## Work task:
Would you copy each line of the records that includes the word "find"?

## Given data:
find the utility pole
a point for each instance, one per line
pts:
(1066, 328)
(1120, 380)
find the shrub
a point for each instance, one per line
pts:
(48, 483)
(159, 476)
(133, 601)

## Solved problem:
find the utility pole
find the shrub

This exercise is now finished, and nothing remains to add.